» Written instruction:
Please reproduce the listing below word for word, leaving out the pictures.

Labeled contour entries:
>> Start

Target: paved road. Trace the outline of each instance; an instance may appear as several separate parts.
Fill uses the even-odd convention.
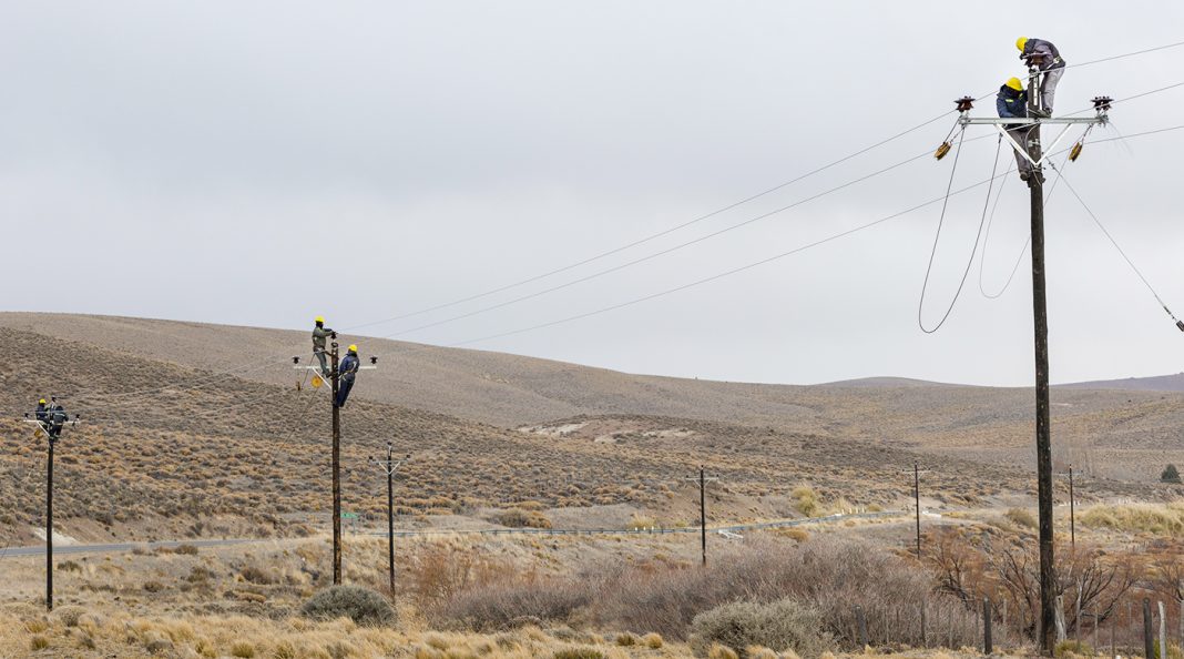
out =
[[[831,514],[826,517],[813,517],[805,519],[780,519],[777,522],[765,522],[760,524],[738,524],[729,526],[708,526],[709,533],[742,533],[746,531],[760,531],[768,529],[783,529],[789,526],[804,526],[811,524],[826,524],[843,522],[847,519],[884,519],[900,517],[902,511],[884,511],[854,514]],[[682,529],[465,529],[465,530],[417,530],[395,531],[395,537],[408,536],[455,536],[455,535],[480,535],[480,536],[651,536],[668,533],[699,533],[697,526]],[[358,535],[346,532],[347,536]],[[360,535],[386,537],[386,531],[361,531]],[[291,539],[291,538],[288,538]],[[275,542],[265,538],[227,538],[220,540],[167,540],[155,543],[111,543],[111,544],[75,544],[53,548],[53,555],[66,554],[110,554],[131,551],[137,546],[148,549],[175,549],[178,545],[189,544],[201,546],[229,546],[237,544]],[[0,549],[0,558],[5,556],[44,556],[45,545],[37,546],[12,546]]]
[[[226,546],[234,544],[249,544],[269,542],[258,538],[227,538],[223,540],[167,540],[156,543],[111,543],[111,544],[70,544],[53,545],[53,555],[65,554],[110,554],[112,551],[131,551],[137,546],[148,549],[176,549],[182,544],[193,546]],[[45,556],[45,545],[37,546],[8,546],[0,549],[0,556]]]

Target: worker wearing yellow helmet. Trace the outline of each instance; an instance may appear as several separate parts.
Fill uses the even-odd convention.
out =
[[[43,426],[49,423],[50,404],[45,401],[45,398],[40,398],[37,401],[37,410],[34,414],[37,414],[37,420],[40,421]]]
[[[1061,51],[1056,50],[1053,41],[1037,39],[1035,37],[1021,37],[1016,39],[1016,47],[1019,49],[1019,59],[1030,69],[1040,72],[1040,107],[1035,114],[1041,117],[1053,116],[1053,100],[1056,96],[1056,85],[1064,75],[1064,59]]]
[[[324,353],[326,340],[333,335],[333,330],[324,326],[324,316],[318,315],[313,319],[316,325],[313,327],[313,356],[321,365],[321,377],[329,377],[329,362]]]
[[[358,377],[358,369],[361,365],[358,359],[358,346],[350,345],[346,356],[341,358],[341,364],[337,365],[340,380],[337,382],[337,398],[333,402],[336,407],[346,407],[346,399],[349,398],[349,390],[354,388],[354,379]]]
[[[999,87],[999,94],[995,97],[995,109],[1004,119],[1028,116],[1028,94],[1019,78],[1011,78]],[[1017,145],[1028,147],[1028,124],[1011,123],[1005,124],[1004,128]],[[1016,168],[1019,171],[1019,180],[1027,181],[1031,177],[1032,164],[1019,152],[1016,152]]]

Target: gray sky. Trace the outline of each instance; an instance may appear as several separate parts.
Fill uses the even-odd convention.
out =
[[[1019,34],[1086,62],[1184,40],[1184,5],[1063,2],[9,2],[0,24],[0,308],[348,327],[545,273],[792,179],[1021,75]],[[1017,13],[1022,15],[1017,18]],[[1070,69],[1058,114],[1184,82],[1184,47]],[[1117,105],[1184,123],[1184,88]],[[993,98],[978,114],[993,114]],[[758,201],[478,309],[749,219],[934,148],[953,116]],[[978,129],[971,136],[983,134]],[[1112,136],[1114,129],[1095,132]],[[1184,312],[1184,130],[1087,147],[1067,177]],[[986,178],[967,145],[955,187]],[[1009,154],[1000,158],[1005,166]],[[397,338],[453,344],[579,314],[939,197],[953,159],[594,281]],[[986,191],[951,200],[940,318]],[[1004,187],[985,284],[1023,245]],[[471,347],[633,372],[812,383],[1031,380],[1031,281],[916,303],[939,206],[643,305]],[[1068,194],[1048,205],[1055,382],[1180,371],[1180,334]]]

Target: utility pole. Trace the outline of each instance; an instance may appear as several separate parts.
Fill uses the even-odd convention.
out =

>> End

» Expected answer:
Target: paved road. Trace the outline of each instance; an instance may appear as several separate parts.
Fill uses the even-odd convention.
out =
[[[831,514],[826,517],[813,517],[805,519],[780,519],[777,522],[765,522],[760,524],[738,524],[729,526],[708,526],[709,533],[742,533],[746,531],[760,531],[768,529],[783,529],[789,526],[804,526],[811,524],[826,524],[843,522],[847,519],[884,519],[900,517],[902,511],[884,511],[854,514]],[[682,529],[465,529],[465,530],[417,530],[395,531],[395,537],[408,536],[455,536],[455,535],[480,535],[480,536],[651,536],[668,533],[699,533],[697,526]],[[358,535],[346,532],[347,536]],[[360,535],[386,537],[386,531],[361,531]],[[291,539],[291,538],[288,538]],[[275,542],[265,538],[227,538],[220,540],[167,540],[155,543],[111,543],[111,544],[75,544],[53,548],[53,555],[66,554],[110,554],[131,551],[137,546],[148,549],[175,549],[178,545],[189,544],[201,546],[229,546],[237,544]],[[0,549],[0,558],[5,556],[44,556],[45,545],[37,546],[12,546]]]
[[[226,546],[234,544],[249,544],[269,542],[258,538],[227,538],[223,540],[167,540],[156,543],[111,543],[111,544],[70,544],[53,545],[53,555],[65,554],[110,554],[112,551],[131,551],[137,546],[148,549],[176,549],[182,544],[193,546]],[[45,556],[45,545],[37,546],[8,546],[0,549],[0,556]]]

Target: worker wearing yellow helmet. Trace the outline of each instance; an instance may appear as several separate parts.
Fill uses the even-odd convention.
out =
[[[43,426],[49,423],[50,404],[45,401],[45,398],[40,398],[37,401],[37,410],[34,414],[37,414],[37,420],[40,421]]]
[[[1061,51],[1056,50],[1053,41],[1037,39],[1035,37],[1021,37],[1016,39],[1016,47],[1019,49],[1019,59],[1030,69],[1040,72],[1040,107],[1035,114],[1041,117],[1053,116],[1053,100],[1056,96],[1056,85],[1064,75],[1064,59]]]
[[[324,353],[326,340],[333,335],[333,330],[324,326],[324,316],[318,315],[313,319],[316,325],[313,327],[313,356],[321,365],[321,377],[329,377],[329,362]]]
[[[358,377],[358,369],[361,365],[358,359],[358,346],[350,345],[346,356],[341,358],[341,364],[337,365],[340,380],[337,382],[337,398],[333,402],[336,407],[346,407],[346,399],[349,398],[349,390],[354,388],[354,379]]]
[[[999,87],[999,94],[995,97],[995,109],[1004,119],[1028,116],[1028,94],[1019,78],[1011,78]],[[1017,145],[1028,147],[1028,124],[1011,123],[1005,124],[1004,128]],[[1016,168],[1019,171],[1019,180],[1027,181],[1031,177],[1032,164],[1019,152],[1016,152]]]

Target: gray sky. Trace the outline of each instance; an instance may appear as several separate parts.
Fill uses the even-odd convention.
out =
[[[1019,34],[1086,62],[1184,40],[1184,5],[1063,2],[9,2],[0,24],[0,308],[348,327],[545,273],[792,179],[1021,75]],[[1017,13],[1022,15],[1017,18]],[[1070,69],[1058,114],[1184,82],[1184,47]],[[1117,105],[1184,123],[1184,88]],[[993,98],[978,114],[993,114]],[[758,201],[478,309],[749,219],[934,148],[953,116]],[[978,129],[971,136],[983,134]],[[1112,136],[1114,129],[1095,132]],[[1184,312],[1184,130],[1087,147],[1067,177]],[[986,178],[967,145],[955,187]],[[1009,154],[1000,158],[1005,166]],[[397,338],[453,344],[579,314],[939,197],[953,159],[594,281]],[[986,191],[951,200],[940,318]],[[1004,187],[985,284],[1023,245]],[[471,347],[633,372],[812,383],[1031,380],[1031,281],[916,303],[939,206],[643,305]],[[1068,194],[1048,205],[1055,382],[1180,371],[1180,334]]]

Target: utility pole. Trace the outline of each instance; an instance may appear as several separate parts.
Fill uses the even-odd convention.
out =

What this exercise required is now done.